::: Data provided
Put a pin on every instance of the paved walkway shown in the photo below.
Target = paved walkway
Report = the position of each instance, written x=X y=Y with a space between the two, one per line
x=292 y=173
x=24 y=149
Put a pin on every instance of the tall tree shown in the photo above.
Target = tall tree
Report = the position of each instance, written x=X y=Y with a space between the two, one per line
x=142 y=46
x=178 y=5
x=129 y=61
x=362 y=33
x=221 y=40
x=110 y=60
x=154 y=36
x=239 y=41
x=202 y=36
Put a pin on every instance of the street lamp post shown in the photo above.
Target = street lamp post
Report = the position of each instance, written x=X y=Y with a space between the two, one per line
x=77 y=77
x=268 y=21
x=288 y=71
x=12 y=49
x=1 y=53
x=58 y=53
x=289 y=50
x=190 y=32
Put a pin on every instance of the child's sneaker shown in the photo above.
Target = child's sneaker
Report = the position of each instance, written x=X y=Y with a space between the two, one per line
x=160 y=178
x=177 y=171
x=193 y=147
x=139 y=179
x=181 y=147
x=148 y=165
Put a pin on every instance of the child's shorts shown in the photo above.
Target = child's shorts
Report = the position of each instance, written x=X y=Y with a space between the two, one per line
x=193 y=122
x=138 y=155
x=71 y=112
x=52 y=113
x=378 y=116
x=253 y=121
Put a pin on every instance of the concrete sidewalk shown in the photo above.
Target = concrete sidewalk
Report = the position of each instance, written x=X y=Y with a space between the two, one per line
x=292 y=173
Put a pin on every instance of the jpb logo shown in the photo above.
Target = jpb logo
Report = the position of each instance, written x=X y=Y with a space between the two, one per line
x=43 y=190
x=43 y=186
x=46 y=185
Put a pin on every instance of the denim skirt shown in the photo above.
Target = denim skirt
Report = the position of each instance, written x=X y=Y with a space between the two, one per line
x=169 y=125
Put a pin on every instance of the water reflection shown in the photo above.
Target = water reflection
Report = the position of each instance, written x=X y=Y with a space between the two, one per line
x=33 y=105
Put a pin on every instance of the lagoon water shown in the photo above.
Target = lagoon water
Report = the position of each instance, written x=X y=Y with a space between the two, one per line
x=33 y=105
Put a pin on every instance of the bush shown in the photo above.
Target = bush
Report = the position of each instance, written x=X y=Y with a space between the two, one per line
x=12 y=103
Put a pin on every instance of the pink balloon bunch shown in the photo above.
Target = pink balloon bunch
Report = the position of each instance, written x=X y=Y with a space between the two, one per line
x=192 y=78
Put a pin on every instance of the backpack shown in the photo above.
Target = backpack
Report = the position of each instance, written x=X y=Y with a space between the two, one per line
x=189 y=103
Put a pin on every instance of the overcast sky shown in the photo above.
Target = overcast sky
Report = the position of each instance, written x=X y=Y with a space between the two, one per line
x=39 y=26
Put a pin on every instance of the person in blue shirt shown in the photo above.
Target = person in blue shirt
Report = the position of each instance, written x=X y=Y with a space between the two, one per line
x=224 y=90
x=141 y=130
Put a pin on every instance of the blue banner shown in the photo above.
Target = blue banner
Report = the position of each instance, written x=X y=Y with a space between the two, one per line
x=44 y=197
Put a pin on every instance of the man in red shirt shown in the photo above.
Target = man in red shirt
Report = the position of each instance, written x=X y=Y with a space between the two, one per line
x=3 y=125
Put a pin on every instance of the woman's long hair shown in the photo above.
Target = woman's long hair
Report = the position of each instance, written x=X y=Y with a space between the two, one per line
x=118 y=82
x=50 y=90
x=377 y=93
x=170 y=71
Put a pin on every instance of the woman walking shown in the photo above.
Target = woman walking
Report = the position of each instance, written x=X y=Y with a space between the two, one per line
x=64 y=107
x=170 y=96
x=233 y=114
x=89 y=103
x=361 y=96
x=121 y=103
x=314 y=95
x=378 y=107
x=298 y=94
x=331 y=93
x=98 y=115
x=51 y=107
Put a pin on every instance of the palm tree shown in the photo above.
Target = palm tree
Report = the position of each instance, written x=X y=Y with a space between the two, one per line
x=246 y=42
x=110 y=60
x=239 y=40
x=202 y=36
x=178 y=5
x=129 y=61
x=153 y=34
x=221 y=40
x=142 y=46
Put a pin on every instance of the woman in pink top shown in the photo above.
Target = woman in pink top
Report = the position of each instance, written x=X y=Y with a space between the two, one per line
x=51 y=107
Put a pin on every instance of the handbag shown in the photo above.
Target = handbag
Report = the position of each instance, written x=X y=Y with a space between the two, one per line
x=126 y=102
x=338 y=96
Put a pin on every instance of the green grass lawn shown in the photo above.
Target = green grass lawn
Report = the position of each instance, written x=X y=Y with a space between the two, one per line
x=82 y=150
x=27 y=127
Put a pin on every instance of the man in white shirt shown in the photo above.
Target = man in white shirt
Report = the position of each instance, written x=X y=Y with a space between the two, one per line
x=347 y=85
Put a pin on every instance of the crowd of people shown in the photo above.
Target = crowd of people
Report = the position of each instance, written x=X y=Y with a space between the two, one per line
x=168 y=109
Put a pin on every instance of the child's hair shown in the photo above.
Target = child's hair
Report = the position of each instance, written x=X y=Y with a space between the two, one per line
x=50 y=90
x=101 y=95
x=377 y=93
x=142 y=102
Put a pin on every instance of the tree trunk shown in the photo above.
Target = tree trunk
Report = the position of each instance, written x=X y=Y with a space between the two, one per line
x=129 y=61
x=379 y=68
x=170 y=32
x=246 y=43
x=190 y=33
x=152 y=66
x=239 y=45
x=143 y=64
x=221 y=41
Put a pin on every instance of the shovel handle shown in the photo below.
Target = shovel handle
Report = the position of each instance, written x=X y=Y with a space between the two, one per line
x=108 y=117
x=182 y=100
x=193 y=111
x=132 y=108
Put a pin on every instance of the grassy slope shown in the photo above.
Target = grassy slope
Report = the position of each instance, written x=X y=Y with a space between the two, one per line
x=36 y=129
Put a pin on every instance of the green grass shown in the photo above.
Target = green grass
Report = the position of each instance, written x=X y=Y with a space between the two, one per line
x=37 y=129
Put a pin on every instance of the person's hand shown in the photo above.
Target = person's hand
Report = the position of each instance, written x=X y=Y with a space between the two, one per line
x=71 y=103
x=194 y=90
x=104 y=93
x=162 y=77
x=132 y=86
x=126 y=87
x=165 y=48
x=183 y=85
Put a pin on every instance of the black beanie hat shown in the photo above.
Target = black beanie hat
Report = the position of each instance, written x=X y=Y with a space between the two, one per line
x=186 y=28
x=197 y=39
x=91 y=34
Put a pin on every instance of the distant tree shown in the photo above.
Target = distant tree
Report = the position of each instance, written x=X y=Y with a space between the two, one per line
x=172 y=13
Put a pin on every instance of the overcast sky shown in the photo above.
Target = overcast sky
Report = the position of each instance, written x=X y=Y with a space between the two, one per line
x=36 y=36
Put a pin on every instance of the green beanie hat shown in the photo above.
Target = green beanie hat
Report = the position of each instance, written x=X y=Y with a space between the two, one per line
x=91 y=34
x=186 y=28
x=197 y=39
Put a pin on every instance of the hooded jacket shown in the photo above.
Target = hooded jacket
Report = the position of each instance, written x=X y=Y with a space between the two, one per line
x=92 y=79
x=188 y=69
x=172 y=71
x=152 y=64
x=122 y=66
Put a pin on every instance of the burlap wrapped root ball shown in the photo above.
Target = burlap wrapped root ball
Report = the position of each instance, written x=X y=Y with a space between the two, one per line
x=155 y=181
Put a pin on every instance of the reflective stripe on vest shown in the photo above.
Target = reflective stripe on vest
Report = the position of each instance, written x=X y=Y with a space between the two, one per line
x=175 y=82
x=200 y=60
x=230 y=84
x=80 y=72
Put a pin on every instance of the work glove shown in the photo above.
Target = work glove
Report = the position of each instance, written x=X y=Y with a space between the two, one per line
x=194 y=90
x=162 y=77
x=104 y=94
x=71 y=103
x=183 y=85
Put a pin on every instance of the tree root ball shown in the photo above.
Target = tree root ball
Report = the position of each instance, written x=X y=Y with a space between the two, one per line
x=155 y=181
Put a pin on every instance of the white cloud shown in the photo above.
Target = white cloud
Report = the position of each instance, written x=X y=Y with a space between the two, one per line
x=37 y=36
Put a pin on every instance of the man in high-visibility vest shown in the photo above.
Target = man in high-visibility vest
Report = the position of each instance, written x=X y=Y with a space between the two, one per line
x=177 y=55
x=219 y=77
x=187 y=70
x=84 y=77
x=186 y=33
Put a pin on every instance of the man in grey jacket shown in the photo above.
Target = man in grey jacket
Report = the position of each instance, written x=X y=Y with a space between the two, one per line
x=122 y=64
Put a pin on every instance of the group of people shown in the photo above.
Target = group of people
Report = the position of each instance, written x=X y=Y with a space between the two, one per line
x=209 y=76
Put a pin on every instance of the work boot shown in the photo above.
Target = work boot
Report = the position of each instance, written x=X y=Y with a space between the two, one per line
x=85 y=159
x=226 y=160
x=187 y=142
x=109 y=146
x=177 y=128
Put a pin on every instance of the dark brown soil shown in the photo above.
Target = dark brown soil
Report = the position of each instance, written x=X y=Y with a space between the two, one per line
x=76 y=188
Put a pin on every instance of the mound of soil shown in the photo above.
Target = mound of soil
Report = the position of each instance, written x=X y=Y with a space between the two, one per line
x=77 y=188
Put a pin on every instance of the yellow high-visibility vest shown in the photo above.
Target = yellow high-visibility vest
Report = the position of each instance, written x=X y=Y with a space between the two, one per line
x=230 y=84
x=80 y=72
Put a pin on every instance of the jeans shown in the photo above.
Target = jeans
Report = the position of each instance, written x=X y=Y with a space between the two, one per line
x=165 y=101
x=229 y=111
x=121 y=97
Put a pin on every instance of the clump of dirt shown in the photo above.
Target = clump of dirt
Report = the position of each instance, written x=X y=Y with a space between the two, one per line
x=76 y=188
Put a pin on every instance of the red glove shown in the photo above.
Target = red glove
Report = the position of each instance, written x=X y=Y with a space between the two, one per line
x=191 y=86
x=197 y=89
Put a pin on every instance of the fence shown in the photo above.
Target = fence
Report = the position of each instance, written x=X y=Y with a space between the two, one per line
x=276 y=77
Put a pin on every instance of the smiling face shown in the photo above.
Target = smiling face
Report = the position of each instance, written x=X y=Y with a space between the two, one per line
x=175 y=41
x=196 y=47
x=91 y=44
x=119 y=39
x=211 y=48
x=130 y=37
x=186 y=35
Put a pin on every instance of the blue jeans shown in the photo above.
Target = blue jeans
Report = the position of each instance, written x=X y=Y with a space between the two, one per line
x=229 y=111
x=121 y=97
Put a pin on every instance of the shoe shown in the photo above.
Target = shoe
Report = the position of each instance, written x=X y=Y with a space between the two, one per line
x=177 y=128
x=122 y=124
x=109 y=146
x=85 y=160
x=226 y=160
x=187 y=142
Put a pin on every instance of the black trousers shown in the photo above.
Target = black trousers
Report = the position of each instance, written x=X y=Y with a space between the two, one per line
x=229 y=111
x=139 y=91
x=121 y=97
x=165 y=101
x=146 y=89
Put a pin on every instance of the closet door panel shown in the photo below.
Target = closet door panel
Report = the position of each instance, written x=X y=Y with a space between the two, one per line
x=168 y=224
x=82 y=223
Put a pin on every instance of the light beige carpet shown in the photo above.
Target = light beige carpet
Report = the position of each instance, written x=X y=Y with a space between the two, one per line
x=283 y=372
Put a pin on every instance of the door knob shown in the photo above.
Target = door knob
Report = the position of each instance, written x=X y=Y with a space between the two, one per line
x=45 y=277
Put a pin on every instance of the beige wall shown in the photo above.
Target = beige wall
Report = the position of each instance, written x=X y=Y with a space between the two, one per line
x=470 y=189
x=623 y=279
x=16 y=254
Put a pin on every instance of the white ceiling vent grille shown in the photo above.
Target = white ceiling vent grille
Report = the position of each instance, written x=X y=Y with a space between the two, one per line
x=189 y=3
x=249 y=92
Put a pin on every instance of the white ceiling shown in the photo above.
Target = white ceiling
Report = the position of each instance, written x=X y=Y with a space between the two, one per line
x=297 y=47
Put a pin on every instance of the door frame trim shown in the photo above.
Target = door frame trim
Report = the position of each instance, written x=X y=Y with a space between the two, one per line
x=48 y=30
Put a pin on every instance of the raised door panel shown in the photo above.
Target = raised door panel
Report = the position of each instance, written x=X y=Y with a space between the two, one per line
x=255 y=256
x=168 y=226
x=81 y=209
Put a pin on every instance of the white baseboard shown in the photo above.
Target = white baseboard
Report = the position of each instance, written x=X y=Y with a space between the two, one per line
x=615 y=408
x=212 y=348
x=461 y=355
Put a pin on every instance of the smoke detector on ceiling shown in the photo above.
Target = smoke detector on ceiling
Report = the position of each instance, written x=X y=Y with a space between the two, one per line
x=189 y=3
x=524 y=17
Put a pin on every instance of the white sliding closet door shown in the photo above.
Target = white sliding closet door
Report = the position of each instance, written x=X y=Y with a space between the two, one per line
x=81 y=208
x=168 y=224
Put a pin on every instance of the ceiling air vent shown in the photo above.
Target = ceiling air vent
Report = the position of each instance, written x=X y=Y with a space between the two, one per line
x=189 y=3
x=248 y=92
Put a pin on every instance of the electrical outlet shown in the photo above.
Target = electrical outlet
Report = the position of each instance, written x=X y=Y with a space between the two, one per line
::::::
| What is being asked |
Reproduce the lines from the one containing "Put a pin on every instance of the raised" to the end of the entries, keeping both ends and adding nothing.

| Result of the task |
Put a pin on every instance of the raised door panel shown in the photo above.
Target = raised door panel
Report = the position of each instance, written x=X y=Y with a space between the two, one per line
x=255 y=256
x=168 y=226
x=81 y=209
Put a pin on every instance of the white baseboard shown in the photo above.
Target = white baseboard
Report = the position of each instance, written x=X y=Y with a space between the two, one per line
x=615 y=408
x=212 y=348
x=461 y=355
Put a pin on every instance of the smoke detector on ceiling shown in the photo above.
Target = smoke detector on ceiling
Report = the position of each instance, written x=X y=Y with a space between the two, one per line
x=189 y=3
x=524 y=17
Put a pin on every instance of the white sliding closet door shown in the photo above.
Target = white sliding closet door
Report = the position of each instance, written x=X y=Y with a space between the two, one per line
x=81 y=208
x=168 y=224
Put a pin on every instance of the ceiling air vent shown in the photo above.
Target = ceiling air vent
Report = the position of each instance, written x=X y=Y with a space between the two, one per line
x=189 y=3
x=248 y=92
Put a pin on every instance of the electrical outlet shown in the photo above.
Target = electrical outlet
Report = the position of each instance, written x=X y=Y with a space between the two, one per line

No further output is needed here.